* **EXERCISE TASK**
Count the lines in the data below that contain the string "green", treating uppercase and lowercase letters as different, and reply with the number alone.
###
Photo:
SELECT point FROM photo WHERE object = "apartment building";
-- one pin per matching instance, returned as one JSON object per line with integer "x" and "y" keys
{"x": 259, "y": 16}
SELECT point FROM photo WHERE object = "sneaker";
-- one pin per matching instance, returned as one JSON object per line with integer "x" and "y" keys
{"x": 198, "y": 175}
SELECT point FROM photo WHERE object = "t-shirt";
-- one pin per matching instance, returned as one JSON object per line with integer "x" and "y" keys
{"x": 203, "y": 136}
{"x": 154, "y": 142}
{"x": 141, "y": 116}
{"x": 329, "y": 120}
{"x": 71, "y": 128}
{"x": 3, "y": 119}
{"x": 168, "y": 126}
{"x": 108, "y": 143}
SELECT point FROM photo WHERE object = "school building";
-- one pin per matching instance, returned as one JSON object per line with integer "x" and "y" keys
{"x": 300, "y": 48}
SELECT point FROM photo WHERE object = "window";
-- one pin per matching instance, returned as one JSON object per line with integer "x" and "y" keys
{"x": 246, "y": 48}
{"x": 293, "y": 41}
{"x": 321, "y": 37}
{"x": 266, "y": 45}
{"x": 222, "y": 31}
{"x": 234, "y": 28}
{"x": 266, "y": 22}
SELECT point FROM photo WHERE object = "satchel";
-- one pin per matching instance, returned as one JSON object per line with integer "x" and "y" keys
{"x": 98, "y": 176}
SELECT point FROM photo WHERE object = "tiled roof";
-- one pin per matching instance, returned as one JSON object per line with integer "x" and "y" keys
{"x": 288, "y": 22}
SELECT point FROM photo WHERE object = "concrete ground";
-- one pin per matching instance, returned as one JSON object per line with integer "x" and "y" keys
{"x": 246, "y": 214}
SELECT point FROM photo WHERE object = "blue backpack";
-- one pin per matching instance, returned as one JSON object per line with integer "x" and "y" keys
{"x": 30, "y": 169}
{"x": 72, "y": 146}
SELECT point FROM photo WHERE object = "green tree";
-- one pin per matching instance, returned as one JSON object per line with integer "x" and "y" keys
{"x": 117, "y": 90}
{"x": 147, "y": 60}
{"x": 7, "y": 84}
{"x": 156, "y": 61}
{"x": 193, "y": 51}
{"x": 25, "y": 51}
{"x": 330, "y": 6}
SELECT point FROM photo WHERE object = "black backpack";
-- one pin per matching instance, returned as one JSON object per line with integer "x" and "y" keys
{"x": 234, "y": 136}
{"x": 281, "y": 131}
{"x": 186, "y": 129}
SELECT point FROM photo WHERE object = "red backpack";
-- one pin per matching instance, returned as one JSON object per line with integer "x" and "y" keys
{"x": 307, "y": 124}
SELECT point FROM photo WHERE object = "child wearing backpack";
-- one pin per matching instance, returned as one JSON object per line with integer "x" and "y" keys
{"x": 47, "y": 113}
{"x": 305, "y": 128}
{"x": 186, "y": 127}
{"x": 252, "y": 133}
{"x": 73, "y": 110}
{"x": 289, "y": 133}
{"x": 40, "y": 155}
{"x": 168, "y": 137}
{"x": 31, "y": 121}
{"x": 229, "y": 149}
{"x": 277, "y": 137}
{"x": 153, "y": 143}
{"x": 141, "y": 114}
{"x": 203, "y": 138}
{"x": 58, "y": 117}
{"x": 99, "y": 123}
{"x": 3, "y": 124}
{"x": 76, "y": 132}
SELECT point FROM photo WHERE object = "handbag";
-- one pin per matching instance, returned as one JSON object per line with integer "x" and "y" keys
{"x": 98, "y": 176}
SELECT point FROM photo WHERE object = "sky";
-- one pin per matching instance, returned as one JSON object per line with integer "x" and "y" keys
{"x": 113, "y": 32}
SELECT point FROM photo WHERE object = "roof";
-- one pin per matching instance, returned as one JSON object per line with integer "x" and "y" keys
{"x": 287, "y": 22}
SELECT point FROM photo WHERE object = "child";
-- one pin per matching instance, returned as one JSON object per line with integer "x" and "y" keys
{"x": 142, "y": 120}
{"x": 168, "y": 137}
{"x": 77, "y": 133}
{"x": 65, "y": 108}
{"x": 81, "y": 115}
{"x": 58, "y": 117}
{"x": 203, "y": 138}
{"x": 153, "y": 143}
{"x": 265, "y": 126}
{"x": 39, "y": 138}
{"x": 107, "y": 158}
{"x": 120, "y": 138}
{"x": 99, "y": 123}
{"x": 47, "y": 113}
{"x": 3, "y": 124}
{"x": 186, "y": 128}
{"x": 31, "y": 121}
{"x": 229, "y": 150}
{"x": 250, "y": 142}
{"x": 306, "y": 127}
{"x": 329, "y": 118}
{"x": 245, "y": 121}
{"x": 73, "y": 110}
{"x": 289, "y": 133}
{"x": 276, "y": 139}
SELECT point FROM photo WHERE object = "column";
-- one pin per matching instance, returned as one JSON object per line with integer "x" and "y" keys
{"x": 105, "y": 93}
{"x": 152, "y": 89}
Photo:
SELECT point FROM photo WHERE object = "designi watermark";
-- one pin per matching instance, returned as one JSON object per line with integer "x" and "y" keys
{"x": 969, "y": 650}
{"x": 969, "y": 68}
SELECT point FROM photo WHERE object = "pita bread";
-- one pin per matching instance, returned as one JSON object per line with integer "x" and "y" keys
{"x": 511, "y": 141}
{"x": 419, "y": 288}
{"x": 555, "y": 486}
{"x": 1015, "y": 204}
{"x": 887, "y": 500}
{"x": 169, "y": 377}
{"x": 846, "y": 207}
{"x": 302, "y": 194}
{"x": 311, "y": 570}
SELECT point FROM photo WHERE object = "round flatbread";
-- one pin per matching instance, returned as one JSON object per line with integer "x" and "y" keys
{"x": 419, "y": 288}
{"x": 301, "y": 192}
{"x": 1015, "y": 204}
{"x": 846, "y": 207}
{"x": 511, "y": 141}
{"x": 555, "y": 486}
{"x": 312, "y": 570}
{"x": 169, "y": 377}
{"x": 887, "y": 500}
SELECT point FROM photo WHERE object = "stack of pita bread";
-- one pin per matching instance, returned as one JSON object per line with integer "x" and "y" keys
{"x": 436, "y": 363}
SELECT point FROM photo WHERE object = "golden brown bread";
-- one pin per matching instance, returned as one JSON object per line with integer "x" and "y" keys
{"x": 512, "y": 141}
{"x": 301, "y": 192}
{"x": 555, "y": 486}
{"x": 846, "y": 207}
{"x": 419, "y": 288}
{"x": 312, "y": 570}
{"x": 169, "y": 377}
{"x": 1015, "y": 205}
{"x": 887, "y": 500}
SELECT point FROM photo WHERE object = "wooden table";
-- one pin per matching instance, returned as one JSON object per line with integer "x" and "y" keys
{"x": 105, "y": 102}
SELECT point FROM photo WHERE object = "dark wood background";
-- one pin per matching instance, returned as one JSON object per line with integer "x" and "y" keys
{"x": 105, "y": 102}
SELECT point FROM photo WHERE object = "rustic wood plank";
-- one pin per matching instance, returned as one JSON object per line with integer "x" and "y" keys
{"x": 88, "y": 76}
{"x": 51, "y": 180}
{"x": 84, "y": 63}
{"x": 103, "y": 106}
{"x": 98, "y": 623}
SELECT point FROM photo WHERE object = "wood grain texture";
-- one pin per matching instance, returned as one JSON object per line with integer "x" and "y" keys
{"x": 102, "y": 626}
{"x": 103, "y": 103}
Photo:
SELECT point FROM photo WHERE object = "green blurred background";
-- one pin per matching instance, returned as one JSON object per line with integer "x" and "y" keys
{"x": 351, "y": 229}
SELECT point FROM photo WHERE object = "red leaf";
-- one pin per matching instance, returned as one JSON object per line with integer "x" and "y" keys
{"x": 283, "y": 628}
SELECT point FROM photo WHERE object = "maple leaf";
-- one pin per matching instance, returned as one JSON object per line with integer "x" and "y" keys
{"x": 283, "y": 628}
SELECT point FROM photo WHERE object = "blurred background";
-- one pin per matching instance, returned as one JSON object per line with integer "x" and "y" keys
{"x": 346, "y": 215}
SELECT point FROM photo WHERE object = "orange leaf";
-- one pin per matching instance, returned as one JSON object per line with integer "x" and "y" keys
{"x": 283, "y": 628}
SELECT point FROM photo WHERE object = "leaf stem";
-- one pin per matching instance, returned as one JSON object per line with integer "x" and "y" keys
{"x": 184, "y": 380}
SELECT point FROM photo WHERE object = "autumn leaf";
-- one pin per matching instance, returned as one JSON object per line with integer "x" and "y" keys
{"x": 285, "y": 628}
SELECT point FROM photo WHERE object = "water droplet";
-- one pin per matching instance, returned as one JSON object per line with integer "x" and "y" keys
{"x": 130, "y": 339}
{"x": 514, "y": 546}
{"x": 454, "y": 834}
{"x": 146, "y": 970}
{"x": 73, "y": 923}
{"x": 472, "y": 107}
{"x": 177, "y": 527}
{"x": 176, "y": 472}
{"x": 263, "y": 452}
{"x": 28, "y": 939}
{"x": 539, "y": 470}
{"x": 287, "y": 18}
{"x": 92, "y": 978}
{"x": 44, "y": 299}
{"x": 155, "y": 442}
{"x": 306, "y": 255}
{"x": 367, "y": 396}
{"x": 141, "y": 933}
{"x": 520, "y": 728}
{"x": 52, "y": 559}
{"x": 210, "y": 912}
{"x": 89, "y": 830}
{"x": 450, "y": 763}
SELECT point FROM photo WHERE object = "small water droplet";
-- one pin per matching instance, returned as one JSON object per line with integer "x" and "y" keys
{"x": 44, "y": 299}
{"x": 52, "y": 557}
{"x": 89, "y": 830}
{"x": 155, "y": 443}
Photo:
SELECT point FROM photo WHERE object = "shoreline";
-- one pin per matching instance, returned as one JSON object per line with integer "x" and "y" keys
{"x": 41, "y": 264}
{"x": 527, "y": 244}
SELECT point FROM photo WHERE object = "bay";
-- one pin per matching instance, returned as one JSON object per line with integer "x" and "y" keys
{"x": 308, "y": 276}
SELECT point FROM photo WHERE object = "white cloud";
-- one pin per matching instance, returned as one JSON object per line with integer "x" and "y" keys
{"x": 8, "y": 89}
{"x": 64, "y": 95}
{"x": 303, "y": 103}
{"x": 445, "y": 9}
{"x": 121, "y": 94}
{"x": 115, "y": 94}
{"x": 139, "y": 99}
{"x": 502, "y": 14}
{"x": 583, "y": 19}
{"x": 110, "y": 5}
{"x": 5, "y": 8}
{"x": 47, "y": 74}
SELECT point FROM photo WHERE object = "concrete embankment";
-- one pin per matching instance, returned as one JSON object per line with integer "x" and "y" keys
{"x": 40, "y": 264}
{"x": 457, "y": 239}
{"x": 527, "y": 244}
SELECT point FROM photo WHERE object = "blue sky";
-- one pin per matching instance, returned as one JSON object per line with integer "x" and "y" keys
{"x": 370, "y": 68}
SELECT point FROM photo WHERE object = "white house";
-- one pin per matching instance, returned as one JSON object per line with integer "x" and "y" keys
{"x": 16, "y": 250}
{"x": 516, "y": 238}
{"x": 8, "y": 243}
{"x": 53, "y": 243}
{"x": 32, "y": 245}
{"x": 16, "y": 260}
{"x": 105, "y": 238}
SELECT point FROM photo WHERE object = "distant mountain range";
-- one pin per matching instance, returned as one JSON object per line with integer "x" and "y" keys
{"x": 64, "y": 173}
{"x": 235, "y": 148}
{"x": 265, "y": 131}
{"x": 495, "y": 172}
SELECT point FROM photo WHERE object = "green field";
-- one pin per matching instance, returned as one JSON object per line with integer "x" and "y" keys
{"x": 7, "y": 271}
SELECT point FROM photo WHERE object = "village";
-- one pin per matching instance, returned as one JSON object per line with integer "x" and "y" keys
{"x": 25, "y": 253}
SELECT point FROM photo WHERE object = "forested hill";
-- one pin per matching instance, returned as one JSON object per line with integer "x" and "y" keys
###
* **ANSWER FOR THIS EXERCISE**
3